Stated problem:
Substitute "army officer" for "military officer" in the lines from the first one through the one containing "x=996 y=333", both included, and change nothing else. Give back only those lines, leaving out the pictures.

Entries taken from a collection:
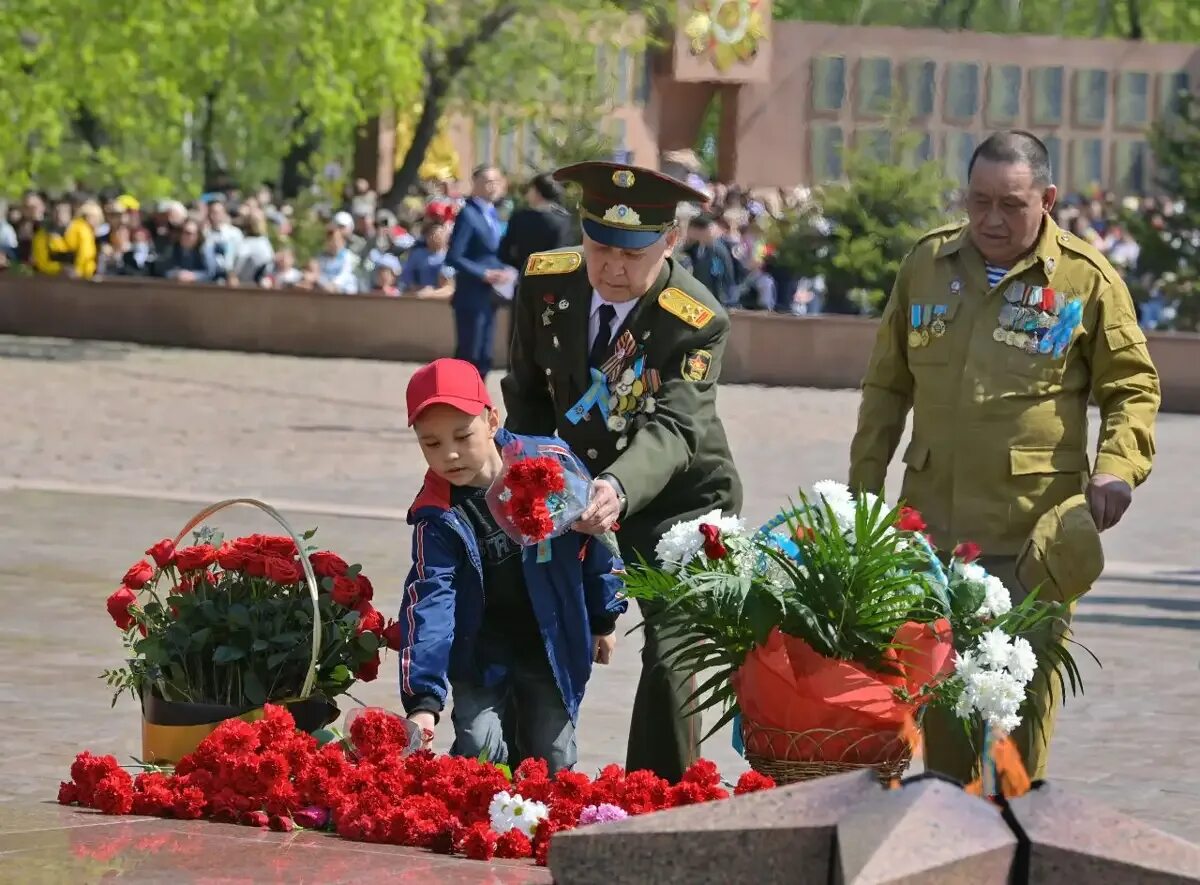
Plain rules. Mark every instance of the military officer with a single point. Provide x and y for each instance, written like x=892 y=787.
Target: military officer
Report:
x=618 y=349
x=996 y=333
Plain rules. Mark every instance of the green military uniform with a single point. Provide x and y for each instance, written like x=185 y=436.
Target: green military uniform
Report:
x=645 y=417
x=1000 y=411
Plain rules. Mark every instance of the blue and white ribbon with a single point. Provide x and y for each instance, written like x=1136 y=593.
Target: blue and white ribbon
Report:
x=597 y=395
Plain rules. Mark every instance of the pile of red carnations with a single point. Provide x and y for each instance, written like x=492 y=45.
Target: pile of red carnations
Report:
x=268 y=774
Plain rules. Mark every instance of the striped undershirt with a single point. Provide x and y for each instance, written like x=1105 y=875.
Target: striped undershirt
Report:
x=995 y=275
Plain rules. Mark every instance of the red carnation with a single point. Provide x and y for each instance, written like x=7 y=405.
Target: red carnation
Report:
x=910 y=521
x=346 y=591
x=370 y=670
x=328 y=565
x=191 y=559
x=162 y=553
x=967 y=552
x=751 y=782
x=138 y=576
x=514 y=846
x=391 y=636
x=119 y=607
x=283 y=571
x=714 y=548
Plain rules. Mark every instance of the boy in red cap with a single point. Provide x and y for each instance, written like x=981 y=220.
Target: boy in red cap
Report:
x=513 y=638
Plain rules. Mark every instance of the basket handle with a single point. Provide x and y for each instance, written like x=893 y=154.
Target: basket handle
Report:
x=310 y=576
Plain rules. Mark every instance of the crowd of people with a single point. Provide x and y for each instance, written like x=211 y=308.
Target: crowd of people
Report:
x=252 y=240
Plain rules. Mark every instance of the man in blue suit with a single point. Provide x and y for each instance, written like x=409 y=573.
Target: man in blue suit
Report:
x=473 y=253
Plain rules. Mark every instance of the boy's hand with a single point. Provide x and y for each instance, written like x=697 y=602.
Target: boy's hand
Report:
x=427 y=723
x=603 y=648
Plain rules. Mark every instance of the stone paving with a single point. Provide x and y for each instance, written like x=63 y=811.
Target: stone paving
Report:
x=111 y=446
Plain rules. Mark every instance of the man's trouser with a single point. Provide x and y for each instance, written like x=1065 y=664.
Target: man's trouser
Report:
x=663 y=736
x=952 y=751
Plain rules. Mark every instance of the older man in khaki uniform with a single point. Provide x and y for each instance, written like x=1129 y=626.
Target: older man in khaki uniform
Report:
x=996 y=335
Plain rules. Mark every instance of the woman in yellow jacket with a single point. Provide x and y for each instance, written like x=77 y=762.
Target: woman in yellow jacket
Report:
x=67 y=241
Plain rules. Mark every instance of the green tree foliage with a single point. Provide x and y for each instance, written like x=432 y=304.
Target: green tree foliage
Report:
x=856 y=233
x=1134 y=19
x=1170 y=247
x=159 y=97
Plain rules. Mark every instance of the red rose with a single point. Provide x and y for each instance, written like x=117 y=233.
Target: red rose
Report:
x=714 y=548
x=119 y=607
x=910 y=521
x=163 y=553
x=370 y=620
x=346 y=591
x=391 y=636
x=369 y=670
x=192 y=559
x=282 y=571
x=328 y=565
x=967 y=552
x=138 y=576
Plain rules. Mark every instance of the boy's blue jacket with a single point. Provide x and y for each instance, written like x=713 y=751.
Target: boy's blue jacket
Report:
x=574 y=595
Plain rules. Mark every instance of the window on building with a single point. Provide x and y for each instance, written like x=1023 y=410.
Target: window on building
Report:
x=918 y=86
x=485 y=134
x=828 y=83
x=1003 y=94
x=1091 y=97
x=1086 y=163
x=959 y=148
x=874 y=86
x=875 y=144
x=1131 y=167
x=1045 y=92
x=961 y=90
x=825 y=151
x=1133 y=100
x=1169 y=88
x=1054 y=148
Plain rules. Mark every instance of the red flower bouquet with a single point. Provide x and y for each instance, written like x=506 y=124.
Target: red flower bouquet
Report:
x=216 y=628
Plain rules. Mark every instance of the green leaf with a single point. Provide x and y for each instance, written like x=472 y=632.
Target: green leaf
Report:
x=227 y=654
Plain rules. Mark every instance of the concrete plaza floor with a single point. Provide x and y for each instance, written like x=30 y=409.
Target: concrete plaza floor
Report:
x=108 y=447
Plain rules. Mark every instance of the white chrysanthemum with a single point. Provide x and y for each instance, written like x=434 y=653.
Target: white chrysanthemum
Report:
x=996 y=600
x=1023 y=663
x=994 y=649
x=683 y=542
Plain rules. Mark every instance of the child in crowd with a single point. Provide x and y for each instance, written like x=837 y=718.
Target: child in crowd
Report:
x=511 y=638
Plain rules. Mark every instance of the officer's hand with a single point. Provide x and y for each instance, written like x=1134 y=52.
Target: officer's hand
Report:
x=1109 y=497
x=603 y=510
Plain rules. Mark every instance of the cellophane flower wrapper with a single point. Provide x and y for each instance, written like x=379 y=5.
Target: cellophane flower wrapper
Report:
x=540 y=494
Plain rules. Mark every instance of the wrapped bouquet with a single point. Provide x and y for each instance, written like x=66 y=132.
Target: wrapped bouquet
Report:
x=831 y=628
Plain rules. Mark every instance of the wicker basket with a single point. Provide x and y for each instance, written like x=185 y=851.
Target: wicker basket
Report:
x=792 y=757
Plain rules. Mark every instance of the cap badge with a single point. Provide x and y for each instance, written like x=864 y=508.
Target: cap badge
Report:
x=623 y=216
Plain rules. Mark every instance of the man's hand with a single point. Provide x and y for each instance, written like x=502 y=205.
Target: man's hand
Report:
x=604 y=510
x=1109 y=497
x=603 y=648
x=427 y=723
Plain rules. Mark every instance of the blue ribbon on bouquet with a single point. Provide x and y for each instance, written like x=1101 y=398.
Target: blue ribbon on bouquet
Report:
x=597 y=395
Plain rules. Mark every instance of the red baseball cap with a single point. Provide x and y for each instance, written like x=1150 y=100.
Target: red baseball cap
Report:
x=451 y=381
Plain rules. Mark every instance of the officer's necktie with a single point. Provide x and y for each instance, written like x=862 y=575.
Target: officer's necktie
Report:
x=599 y=353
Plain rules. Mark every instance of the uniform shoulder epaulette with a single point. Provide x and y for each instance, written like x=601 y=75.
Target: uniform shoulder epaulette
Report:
x=685 y=307
x=1078 y=246
x=951 y=229
x=546 y=263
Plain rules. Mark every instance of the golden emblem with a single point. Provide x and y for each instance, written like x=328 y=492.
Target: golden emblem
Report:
x=696 y=365
x=624 y=216
x=685 y=307
x=623 y=178
x=545 y=263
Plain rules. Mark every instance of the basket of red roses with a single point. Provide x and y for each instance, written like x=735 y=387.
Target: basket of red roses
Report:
x=220 y=627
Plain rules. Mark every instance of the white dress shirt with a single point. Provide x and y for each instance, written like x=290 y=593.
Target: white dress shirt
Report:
x=623 y=309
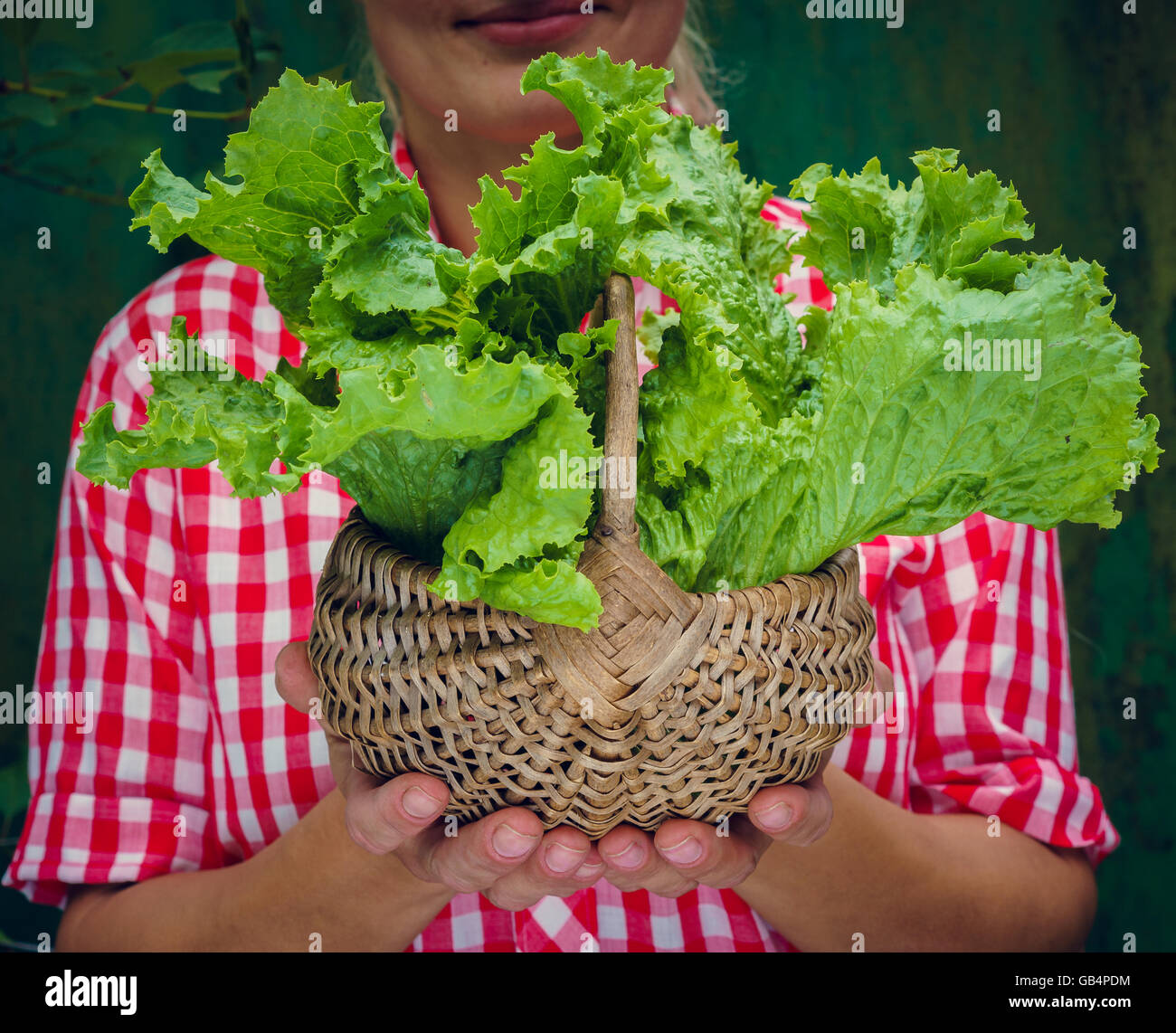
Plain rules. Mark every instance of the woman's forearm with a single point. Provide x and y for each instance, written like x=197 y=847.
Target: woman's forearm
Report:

Task response:
Plain rules. Mark every instance of the army officer with a single point. Provide x and y for each instance, written like x=892 y=787.
Target: army officer
Report:
x=618 y=349
x=996 y=333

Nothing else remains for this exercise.